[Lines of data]
________________________

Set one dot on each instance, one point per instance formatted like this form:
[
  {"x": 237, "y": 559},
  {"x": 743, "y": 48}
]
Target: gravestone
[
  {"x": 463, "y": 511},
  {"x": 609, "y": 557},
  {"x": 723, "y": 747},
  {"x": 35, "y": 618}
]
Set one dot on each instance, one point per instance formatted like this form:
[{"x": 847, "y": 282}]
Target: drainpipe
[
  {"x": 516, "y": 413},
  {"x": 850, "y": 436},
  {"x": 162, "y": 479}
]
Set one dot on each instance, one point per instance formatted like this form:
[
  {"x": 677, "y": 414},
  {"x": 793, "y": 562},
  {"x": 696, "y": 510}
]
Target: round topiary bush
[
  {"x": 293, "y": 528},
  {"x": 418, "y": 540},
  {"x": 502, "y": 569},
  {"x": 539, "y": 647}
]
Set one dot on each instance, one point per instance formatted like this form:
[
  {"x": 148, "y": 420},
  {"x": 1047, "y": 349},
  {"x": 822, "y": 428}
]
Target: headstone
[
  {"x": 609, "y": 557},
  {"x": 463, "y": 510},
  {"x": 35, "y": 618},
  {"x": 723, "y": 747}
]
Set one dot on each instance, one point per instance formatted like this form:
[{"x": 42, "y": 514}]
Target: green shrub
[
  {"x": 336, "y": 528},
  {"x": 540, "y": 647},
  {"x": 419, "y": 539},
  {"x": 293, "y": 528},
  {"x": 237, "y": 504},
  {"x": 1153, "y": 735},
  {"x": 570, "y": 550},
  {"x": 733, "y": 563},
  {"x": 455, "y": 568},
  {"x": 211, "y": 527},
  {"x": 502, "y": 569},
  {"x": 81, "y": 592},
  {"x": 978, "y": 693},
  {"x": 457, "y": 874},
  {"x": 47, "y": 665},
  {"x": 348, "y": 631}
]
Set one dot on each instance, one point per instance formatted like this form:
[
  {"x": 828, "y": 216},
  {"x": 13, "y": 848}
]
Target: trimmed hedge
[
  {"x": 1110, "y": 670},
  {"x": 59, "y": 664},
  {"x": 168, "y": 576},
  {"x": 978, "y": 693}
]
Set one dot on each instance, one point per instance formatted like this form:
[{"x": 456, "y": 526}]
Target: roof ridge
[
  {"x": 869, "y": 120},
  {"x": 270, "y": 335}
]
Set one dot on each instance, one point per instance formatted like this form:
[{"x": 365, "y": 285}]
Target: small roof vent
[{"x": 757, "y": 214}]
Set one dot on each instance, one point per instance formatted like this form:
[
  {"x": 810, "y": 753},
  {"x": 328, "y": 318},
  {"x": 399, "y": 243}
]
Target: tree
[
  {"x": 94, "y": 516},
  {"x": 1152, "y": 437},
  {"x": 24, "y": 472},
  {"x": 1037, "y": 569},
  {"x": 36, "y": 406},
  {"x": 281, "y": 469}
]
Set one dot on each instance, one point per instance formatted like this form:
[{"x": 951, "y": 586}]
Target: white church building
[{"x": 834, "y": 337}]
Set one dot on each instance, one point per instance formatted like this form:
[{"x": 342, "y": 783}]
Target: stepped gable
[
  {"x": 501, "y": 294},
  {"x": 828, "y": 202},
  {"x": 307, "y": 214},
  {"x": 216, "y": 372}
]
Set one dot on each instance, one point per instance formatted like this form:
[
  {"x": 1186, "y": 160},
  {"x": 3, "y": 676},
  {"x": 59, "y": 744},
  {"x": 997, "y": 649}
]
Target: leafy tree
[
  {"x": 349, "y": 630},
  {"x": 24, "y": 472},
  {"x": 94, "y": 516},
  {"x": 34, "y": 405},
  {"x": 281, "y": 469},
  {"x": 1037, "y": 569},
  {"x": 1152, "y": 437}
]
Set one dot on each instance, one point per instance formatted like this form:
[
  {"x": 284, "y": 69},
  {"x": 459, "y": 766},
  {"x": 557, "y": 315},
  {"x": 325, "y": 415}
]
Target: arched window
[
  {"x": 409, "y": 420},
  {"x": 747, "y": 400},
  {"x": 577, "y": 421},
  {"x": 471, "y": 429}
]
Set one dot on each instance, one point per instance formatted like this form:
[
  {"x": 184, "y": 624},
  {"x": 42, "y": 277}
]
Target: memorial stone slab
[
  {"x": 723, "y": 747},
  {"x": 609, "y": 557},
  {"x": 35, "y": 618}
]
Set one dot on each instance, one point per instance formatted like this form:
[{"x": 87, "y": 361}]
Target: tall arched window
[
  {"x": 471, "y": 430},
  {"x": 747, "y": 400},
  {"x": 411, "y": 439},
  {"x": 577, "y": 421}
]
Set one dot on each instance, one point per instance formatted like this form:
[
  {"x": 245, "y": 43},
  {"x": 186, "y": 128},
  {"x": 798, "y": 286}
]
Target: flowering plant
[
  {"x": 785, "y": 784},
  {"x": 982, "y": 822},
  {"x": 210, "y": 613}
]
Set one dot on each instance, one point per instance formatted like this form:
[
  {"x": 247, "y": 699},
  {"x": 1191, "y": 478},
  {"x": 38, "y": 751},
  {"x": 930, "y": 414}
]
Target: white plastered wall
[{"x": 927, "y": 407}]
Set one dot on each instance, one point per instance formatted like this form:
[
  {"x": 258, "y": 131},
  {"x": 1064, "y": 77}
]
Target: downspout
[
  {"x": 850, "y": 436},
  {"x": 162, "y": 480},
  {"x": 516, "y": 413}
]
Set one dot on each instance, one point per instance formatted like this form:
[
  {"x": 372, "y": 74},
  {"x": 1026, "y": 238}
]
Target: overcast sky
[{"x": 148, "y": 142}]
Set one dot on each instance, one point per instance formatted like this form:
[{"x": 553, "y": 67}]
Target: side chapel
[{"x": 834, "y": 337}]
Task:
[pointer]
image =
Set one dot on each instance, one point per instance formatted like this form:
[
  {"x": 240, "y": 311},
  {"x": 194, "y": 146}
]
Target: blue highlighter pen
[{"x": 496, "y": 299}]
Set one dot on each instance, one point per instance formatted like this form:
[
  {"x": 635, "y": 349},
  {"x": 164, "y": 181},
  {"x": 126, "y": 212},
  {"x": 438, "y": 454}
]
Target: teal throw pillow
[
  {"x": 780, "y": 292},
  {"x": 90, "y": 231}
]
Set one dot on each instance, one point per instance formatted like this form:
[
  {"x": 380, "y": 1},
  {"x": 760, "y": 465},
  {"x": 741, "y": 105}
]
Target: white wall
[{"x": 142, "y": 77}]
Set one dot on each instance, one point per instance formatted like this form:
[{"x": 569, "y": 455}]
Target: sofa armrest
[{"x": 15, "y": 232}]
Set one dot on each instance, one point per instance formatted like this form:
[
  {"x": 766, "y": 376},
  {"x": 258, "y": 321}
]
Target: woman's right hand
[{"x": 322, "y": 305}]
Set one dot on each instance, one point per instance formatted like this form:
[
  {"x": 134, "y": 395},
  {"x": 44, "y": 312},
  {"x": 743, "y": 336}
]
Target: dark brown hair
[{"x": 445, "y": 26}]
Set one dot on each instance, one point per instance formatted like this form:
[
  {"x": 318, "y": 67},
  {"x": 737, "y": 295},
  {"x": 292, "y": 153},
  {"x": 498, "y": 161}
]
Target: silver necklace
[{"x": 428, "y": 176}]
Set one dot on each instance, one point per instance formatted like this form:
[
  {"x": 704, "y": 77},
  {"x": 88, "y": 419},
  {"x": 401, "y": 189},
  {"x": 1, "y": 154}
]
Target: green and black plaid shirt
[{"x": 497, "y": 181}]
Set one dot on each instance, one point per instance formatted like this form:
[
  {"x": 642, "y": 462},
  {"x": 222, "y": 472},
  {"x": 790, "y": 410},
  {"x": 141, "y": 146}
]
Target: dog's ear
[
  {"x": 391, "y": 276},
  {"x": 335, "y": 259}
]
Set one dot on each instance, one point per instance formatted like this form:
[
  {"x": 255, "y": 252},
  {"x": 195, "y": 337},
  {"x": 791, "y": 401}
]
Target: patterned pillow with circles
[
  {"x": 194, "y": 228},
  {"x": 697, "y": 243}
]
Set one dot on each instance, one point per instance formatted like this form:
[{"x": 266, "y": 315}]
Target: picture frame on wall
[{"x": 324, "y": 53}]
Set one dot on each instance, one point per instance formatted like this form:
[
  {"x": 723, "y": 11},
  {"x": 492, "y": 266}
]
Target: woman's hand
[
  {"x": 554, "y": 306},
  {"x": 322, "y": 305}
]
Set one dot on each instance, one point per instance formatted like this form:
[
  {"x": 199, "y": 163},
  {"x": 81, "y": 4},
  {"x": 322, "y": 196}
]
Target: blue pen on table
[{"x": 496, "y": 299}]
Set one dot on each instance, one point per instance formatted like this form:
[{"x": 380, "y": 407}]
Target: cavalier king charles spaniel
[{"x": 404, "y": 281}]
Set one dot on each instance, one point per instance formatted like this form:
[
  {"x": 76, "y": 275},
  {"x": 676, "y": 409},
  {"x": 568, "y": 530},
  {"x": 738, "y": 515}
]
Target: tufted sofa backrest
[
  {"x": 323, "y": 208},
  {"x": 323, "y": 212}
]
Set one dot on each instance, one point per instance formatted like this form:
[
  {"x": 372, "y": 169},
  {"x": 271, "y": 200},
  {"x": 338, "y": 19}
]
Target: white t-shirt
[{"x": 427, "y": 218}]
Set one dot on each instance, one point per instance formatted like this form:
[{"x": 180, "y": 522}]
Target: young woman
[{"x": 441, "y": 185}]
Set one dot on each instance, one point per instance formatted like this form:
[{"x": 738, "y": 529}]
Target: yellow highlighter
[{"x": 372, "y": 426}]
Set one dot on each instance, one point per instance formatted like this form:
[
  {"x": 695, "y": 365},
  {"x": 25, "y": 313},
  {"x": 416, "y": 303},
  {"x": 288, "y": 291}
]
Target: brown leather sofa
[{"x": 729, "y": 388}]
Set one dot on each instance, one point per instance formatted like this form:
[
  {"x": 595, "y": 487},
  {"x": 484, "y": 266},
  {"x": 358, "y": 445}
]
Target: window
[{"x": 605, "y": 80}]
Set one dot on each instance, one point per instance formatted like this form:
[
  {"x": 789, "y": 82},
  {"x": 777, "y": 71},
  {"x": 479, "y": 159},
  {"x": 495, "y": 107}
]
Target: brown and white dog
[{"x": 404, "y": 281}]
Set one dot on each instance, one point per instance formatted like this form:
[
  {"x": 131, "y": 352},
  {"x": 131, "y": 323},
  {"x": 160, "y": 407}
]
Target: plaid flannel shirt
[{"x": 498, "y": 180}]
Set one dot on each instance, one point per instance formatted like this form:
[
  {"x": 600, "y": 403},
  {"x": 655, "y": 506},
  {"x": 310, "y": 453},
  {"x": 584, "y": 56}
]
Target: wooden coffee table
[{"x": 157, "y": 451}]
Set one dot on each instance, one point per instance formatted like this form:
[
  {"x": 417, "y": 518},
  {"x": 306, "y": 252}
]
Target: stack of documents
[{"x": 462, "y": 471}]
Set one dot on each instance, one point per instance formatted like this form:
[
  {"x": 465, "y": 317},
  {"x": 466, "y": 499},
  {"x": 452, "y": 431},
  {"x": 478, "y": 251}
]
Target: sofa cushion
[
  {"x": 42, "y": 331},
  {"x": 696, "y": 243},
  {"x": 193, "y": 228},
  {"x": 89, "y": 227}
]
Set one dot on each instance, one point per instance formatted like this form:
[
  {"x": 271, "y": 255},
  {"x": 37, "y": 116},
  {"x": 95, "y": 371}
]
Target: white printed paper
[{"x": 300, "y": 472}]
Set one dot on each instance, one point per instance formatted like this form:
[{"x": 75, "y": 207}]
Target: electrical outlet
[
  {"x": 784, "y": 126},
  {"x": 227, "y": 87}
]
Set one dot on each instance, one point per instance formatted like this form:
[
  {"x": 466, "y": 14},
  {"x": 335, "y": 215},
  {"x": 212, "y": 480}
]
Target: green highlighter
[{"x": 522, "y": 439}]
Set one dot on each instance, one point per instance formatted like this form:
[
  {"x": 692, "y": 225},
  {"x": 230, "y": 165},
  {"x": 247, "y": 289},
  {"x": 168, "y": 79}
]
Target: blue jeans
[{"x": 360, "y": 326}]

________________________

> **Brief**: Copy every row above that contains the string "sofa", matching its case exactly.

> **Answer**:
Target: sofa armrest
Target: tufted sofa backrest
Target: brown leather sofa
Target: sofa cushion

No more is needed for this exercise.